■ CONSEGNA
Riporta tali e quali i dati dall'inizio fino alla riga che contiene "positive clicks: (506, 360)", inclusa.

■ DATI IN INGRESSO
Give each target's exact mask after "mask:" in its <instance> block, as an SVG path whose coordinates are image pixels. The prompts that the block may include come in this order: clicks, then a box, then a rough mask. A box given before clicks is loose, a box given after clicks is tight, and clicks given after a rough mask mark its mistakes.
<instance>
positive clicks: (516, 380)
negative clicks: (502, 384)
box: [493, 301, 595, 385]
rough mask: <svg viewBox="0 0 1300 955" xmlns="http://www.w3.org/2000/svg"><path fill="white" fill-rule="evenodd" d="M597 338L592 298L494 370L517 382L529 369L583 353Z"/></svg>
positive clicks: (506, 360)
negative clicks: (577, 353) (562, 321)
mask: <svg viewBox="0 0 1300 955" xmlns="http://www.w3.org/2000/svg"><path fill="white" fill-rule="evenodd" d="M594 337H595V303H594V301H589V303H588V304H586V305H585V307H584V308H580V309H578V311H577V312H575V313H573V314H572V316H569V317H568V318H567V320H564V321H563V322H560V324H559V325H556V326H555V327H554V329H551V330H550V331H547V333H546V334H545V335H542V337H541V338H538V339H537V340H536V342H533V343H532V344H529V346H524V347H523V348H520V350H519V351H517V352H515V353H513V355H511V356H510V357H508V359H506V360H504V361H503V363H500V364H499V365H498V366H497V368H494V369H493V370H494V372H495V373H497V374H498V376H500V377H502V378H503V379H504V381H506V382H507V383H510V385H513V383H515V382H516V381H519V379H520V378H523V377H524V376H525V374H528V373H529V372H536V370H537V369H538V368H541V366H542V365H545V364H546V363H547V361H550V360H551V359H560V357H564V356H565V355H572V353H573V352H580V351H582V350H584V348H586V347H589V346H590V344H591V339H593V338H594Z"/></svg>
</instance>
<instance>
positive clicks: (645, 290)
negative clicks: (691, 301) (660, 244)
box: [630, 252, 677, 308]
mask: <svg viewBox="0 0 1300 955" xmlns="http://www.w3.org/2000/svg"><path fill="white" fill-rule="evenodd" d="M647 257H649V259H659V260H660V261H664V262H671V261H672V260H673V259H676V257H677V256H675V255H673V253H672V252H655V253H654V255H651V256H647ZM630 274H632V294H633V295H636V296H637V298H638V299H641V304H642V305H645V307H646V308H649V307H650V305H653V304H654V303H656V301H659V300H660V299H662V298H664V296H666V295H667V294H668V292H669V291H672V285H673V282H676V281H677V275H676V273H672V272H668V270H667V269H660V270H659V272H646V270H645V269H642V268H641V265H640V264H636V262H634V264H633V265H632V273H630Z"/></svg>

■ ESERCIZIO SVOLTO
Give each target's exact mask after "mask:" in its <instance> block, as an SVG path whose coordinates are image pixels. The prompts that the block may include come in this order: clicks, then a box, then a rough mask. A box given before clicks is loose, a box given after clicks is tight, and clicks given after a rough mask mark its mistakes.
<instance>
positive clicks: (516, 380)
negative clicks: (502, 384)
box: [493, 301, 595, 385]
rough mask: <svg viewBox="0 0 1300 955" xmlns="http://www.w3.org/2000/svg"><path fill="white" fill-rule="evenodd" d="M597 338L592 298L494 370L517 382L529 369L583 353Z"/></svg>
positive clicks: (506, 360)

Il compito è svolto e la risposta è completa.